:: Source extract
The Hollywood Ending Women REALLY Want

I’m thrilled that women are calling out Harvey Weinstein. But in many immigrant communities, victims of sexual abuse are afraid to speak out

The news that Harvey Weinstein is not just a screamer but a serial predator is being greeted with nods of recognition in Hollywood. Some of his starry collaborators thought he was a “dog,” who hit on young, attractive, vulnerable women. Now they acknowledge he’s a “pig.” Some stars are already feuding with each other: did Matt Damon knowingly kill a story in the New York Times to protect the man who discovered him? Should Rose McGowan, one of Weinstein’s alleged victims, be castigating Ben Affleck on twitter for his seeming complicity? For women like McGowan, Asia Argento, and the model Ambra Battilana Gutierrez — who pleads with Weinstein in a sickening audio she recorded at the behest of police — there must be a feeling of vindication. They have hinted at this grotesque behavior for years, even (in Argento’s case), making a movie about it.

That their careers were crushed is not merely a testament to Weinstein’s former power, but to the ease with which Hollywood believes the worst of women, but very rarely of men. Or maybe Hollywood was cowed by a beast more monstrous than any Marvel villain. Even the New York City Police Department admits it had enough evidence to charge Weinstein, but stood down.

In Ronan Farrow’s New Yorker expose this week, Oscar winner Mira Sorvino claims her career took a hit after she rebuked Weinstein’s advances. But career damage is nothing next to the “horror, disbelief and shame” that Argento says she suffered. Each of the women Farrow interviews — including employees who helped create a “honey pot” in which they lured victims into the room with Weinstein, then left — feels lingering shame at her participation. Several use the word “haunted” to describe the aftereffects. Argento goes further, calling her experience with Weinstein a “horrible trauma.”

As a survivor of sexual abuse, I know what she means.
::::
:: Extracted records
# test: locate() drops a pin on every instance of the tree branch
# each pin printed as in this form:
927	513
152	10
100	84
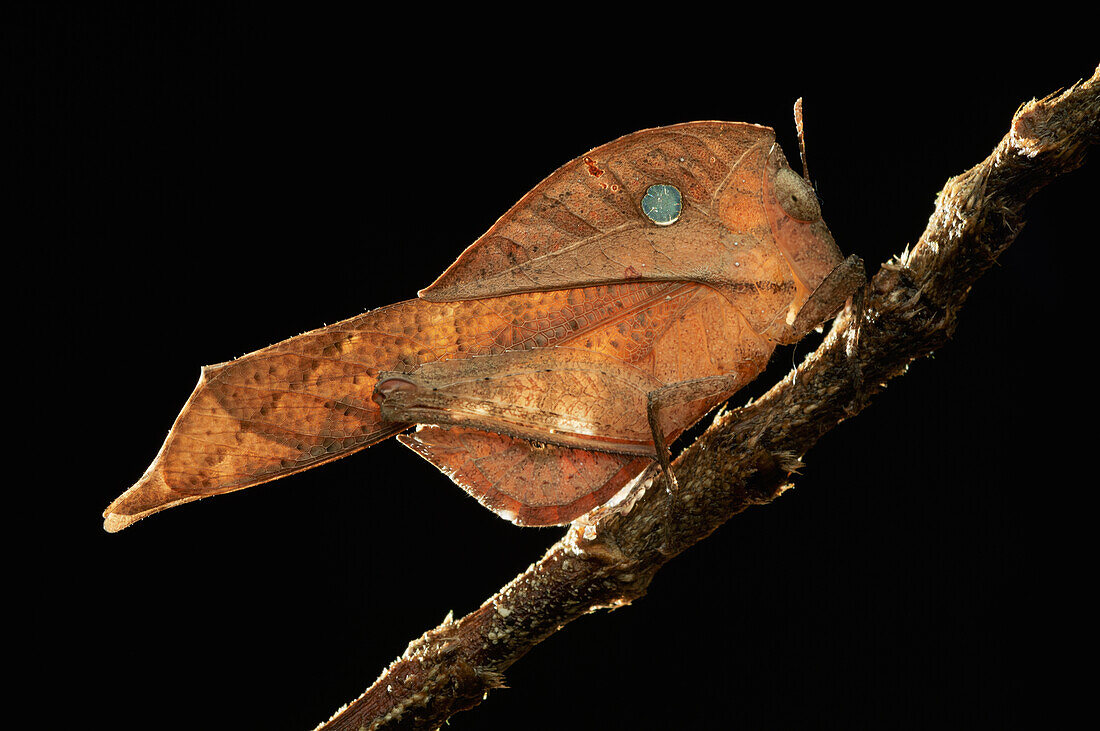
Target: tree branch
908	310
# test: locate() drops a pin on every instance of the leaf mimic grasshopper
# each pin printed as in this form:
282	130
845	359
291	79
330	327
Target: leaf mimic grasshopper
614	306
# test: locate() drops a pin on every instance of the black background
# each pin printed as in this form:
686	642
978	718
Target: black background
205	184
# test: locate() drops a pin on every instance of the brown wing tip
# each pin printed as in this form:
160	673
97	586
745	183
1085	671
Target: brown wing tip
149	495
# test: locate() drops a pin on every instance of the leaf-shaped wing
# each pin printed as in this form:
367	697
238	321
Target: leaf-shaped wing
584	225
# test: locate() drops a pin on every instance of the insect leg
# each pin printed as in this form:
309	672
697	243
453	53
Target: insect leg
712	388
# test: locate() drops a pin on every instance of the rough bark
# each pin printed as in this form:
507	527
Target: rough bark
908	310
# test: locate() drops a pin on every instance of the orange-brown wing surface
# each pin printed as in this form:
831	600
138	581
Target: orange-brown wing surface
307	400
524	483
584	224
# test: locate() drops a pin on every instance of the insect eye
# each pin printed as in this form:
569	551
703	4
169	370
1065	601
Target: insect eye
662	205
795	196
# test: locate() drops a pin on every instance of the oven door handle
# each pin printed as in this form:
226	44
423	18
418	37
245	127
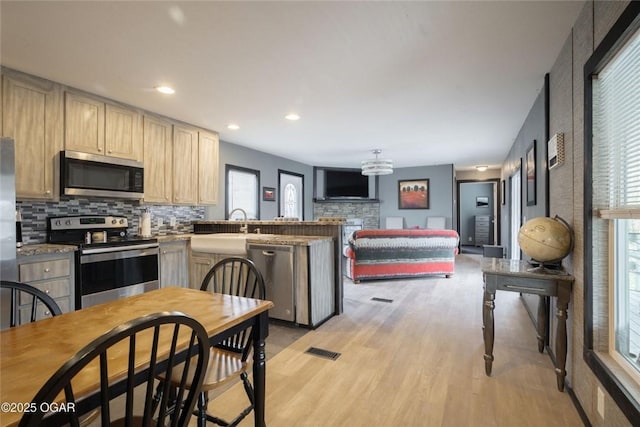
::::
* _Exercise set_:
1 - From the essay on Harvey Weinstein, quote the passage that begins at the words "The news that" and ends after the words "movie about it.".
2 - Answer these questions from the essay on Harvey Weinstein:
(a) In which publication did Ronan Farrow's exposé appear?
(b) Which police department admits it had enough evidence to charge Weinstein?
(c) What word do several of the women Farrow interviews use to describe the aftereffects?

* _Solutions_:
1 -
The news that Harvey Weinstein is not just a screamer but a serial predator is being greeted with nods of recognition in Hollywood. Some of his starry collaborators thought he was a “dog,” who hit on young, attractive, vulnerable women. Now they acknowledge he’s a “pig.” Some stars are already feuding with each other: did Matt Damon knowingly kill a story in the New York Times to protect the man who discovered him? Should Rose McGowan, one of Weinstein’s alleged victims, be castigating Ben Affleck on twitter for his seeming complicity? For women like McGowan, Asia Argento, and the model Ambra Battilana Gutierrez — who pleads with Weinstein in a sickening audio she recorded at the behest of police — there must be a feeling of vindication. They have hinted at this grotesque behavior for years, even (in Argento’s case), making a movie about it.

2 -
(a) The New Yorker
(b) The New York City Police Department
(c) "Haunted"